* [Brano scelto]
────────────────

Avere un antenato che è sopravvissuto alla peste nera potrebbe significare essere immuni al virus dell'HIV, oggi

Pubblicato il 25/10/2018
Le devastanti epidemie di peste hanno distrutto i popoli europei per tantissimo tempo, intervallandosi con periodi di pace in cui la malattia è rimasta negli incubi e nelle paure di ogni persona come un’ombra lunga, un demone pronto a protrarre nuovamente i suoi artigli e a portarsi via il primo mal capitato.
La peste ha però lasciato un segno sui popoli europei, un segno che oggi ci dà un vantaggio non da poco. Il 10% degli europei, infatti, è immune all’infezione del virus HIV, grazie alla mutazione di un gene la cui percentuale nella popolazione europea è aumentata notevolmente dopo le pesti.

────────────────

* [Dati estratti]
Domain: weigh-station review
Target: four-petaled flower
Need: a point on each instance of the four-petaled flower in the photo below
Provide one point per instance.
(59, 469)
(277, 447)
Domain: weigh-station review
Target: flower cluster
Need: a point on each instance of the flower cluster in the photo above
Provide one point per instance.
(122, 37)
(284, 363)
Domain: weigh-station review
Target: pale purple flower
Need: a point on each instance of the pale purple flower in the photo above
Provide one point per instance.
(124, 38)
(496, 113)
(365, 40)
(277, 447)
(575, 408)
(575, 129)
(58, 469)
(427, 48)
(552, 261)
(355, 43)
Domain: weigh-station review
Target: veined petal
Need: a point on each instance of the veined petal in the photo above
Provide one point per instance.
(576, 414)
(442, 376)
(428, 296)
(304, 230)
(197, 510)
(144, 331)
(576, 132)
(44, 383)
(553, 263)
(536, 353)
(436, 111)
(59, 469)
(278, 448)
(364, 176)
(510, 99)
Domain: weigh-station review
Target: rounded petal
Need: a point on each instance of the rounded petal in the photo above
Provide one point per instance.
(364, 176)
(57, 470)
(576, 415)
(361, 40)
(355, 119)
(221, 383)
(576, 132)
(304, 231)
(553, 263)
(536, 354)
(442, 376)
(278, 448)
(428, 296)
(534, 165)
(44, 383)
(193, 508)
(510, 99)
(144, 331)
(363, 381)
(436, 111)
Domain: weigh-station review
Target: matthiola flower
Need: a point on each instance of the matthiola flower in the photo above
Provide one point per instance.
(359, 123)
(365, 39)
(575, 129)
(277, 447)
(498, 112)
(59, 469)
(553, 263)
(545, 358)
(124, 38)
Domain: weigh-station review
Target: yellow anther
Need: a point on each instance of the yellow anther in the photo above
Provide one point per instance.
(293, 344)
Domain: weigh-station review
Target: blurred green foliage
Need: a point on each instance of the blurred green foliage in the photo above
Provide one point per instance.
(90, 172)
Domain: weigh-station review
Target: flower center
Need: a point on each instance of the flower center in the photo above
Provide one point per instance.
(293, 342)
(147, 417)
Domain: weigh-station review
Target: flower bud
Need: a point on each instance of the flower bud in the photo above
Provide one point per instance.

────────────────

* [Cosa si chiede]
1. Secondo il brano sulla peste, quale percentuale degli europei è immune all'infezione del virus HIV?
2. Nel brano sulla peste, sostituisci "epidemie" con "ondate" e riscrivi il passo che parte dalle parole "Avere un antenato" e si ferma dopo "primo mal capitato.".
Il materiale non serve per svolgere l'esercizio.

* [Soluzioni]
1. Il 10% degli europei.

2.
Avere un antenato che è sopravvissuto alla peste nera potrebbe significare essere immuni al virus dell'HIV, oggi

Pubblicato il 25/10/2018
Le devastanti ondate di peste hanno distrutto i popoli europei per tantissimo tempo, intervallandosi con periodi di pace in cui la malattia è rimasta negli incubi e nelle paure di ogni persona come un’ombra lunga, un demone pronto a protrarre nuovamente i suoi artigli e a portarsi via il primo mal capitato.